Information provided:
== == ==
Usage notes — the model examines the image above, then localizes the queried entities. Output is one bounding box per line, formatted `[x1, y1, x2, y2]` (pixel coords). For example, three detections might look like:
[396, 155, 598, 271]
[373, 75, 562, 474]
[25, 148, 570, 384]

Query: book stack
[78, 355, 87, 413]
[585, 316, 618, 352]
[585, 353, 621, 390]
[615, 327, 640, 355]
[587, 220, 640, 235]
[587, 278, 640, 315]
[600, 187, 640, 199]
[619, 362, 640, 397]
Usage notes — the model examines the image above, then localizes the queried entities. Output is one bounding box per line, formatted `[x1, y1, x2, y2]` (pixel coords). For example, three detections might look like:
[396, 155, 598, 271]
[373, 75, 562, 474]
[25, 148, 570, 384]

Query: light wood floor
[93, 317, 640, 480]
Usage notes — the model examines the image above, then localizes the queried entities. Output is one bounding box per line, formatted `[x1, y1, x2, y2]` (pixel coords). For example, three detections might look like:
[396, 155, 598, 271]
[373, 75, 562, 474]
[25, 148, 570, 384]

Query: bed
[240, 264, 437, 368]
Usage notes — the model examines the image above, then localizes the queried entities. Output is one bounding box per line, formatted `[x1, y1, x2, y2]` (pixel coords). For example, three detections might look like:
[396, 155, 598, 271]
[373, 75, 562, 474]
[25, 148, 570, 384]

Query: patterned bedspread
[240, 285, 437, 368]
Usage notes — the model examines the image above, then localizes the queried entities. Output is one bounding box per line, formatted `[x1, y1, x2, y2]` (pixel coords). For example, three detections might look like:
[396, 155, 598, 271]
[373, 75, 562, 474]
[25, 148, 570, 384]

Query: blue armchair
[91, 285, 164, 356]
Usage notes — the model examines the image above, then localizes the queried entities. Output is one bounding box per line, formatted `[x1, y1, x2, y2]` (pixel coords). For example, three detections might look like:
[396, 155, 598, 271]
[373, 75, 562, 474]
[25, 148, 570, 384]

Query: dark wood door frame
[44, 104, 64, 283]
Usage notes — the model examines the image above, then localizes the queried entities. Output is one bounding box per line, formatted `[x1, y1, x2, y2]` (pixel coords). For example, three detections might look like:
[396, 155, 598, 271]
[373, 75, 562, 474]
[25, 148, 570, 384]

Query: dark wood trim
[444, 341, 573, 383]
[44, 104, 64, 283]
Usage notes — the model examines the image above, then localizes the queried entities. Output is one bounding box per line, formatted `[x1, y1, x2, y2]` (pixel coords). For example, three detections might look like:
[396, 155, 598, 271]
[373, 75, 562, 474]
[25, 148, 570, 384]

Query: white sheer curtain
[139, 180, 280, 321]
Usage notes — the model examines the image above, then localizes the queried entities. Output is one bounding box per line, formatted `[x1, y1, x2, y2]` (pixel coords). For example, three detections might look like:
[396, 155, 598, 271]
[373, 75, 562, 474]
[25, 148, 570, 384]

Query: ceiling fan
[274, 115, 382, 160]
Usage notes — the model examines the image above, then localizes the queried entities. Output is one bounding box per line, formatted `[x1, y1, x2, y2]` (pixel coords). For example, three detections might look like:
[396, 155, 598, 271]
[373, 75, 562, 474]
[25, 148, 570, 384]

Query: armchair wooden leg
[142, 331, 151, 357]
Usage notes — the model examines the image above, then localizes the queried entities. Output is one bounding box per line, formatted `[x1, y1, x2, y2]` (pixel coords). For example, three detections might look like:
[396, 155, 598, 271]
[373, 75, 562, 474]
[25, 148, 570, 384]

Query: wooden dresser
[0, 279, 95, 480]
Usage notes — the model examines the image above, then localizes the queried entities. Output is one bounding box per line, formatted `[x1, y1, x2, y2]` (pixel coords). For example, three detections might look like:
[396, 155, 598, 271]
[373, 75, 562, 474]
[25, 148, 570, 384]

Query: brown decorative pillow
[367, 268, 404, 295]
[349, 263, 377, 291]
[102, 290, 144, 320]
== == ==
Reproduce the records starting at their beginning and ending at the line containing "[78, 355, 87, 413]", inclusive, with "book stack" replaced by "stack of books" and everything else left unchanged.

Problem solution:
Usage notes — the model examines the image above, then localizes the queried entities. Output is one bounding box per line, formatted `[x1, y1, x2, y2]` (pixel coords). For example, three detections might look like:
[396, 155, 598, 271]
[373, 75, 562, 474]
[25, 148, 570, 384]

Query: stack of books
[78, 355, 87, 413]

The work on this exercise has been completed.